### The problem
Every line of the listing below is to be duplicated exactly, with the pictures left out.

### Stored data
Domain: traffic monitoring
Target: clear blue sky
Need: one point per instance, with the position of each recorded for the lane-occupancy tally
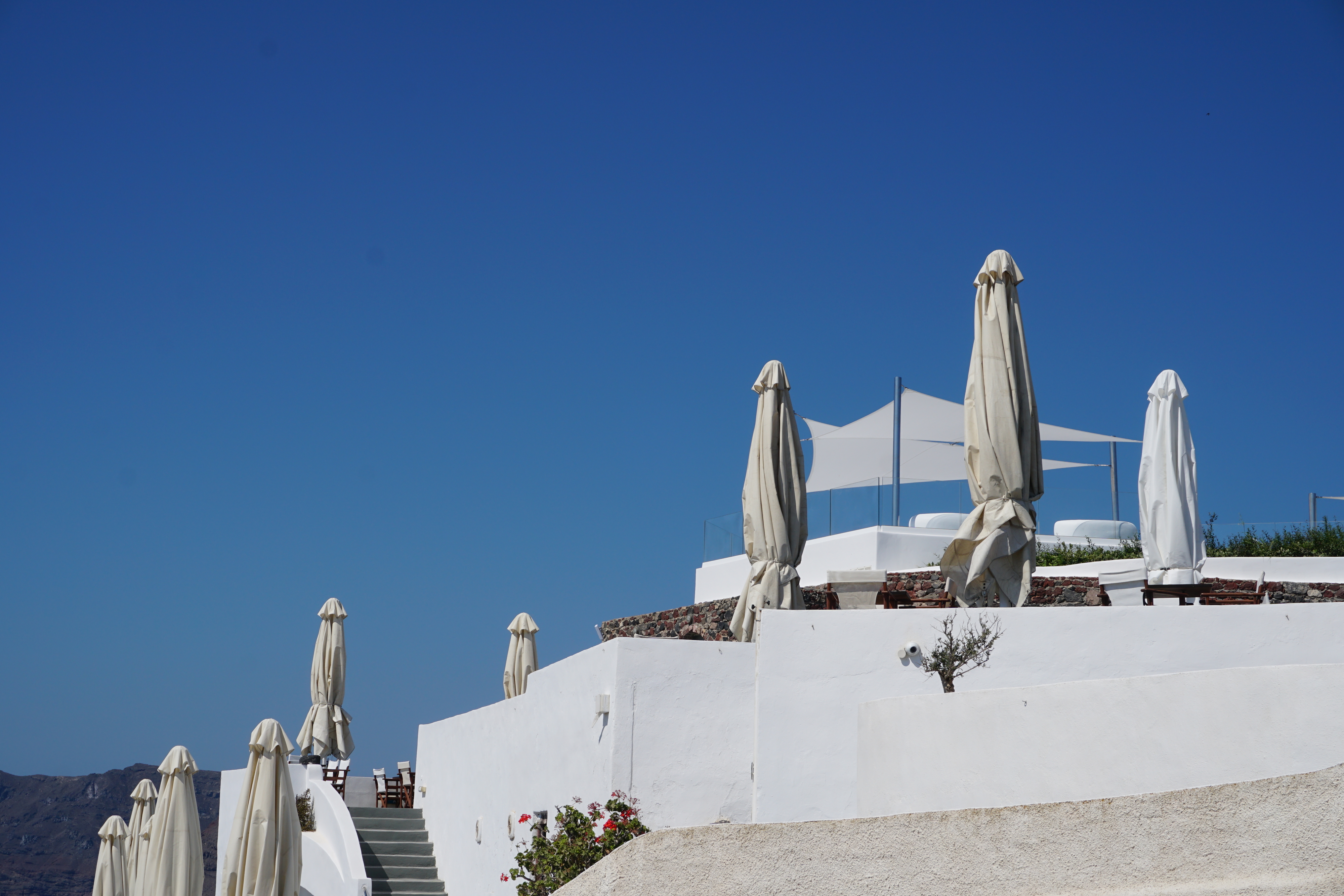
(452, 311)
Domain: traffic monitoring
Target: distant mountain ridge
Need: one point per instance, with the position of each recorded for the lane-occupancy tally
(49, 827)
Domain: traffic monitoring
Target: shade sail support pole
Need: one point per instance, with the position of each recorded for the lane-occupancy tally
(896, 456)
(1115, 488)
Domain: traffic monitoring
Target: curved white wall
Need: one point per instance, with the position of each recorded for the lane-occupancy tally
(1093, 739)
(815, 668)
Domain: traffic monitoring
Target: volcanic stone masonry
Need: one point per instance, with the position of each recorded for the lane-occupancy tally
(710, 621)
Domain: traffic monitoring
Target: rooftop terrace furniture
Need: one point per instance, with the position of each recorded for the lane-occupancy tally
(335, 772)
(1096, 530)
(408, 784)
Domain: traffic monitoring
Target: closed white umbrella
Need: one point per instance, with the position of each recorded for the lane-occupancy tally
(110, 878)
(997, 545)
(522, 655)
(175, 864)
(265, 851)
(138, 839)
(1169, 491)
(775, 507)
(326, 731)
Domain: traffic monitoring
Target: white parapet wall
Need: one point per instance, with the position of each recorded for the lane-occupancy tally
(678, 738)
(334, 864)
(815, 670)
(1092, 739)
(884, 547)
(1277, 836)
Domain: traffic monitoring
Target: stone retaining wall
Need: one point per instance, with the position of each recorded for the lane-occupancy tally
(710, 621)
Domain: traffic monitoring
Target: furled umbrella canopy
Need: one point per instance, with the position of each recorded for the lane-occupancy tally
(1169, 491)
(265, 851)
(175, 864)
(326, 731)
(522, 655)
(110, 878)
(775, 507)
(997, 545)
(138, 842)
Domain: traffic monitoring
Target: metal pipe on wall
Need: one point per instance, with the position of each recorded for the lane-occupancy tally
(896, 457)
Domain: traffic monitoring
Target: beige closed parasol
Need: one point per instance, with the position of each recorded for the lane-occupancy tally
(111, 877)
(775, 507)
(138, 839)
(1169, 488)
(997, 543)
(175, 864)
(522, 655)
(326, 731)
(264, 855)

### Answer below
Domain: traffic monitoring
Target: clear blue sky
Need: one point per instance, with the position of each recorded for the lane-occupancy tally
(452, 311)
Domain: traffic monitoring
Target: distant mountain ridge
Need: one point per instance, with the position of each recorded for the lane-occupancy tally
(49, 827)
Domain: traffic monitoring
Target: shade sail support pole
Need: one point per instance, with the position of each recorded for the lane-occupancy tally
(896, 456)
(1115, 488)
Domain: traffic monitoring
Target: curved white wall
Need: one point per instance, with the position of each recorded for the lane-occupancy tally
(1093, 739)
(815, 668)
Domain: traffic monitoring
Target: volcanic stone masonry
Need: one point per instance, with the position of each recorded for the lane-occupancy tally
(710, 621)
Domain: traffic monitoring
Target: rooftop terrace furniture
Need: one point per instance, with the position of each recorded for the lane-occupancy tally
(335, 772)
(1096, 530)
(408, 784)
Domain: traffic monitoring
Target: closed white umbrella
Need: one point per instance, with the position of each recorded for the lane-occupancy tally
(110, 878)
(997, 545)
(522, 655)
(175, 864)
(265, 851)
(138, 839)
(1169, 491)
(775, 507)
(326, 731)
Domain: traffic monitoring
Target: white parapet wall
Need: one point per instance, with the position of each recorded for the lane-occupancy tally
(678, 738)
(334, 864)
(815, 670)
(1092, 739)
(884, 547)
(1277, 836)
Domain: traffic monitoring
Target: stone retaining wall
Need: one point per instance, with the position of each recorded for the lane-occupancy tally
(710, 621)
Domain: traffic monitoring
Target: furled umbrella canopy
Need: one point per instance, with the position of each recorded for the lane-occupancy tally
(1169, 491)
(265, 851)
(175, 864)
(326, 731)
(522, 655)
(110, 878)
(775, 507)
(997, 545)
(138, 842)
Domain: traffic monitoring
Target: metal pipe on wall
Need: one point per instance, with the position of each recorded for the lane-occupancy tally
(896, 457)
Domain: traffic monitoring
Target: beige closed parasol
Need: one point per instance, with the position of each recorded for the lane-occupancy tally
(111, 877)
(775, 507)
(138, 839)
(1169, 488)
(997, 543)
(175, 864)
(522, 655)
(326, 731)
(264, 855)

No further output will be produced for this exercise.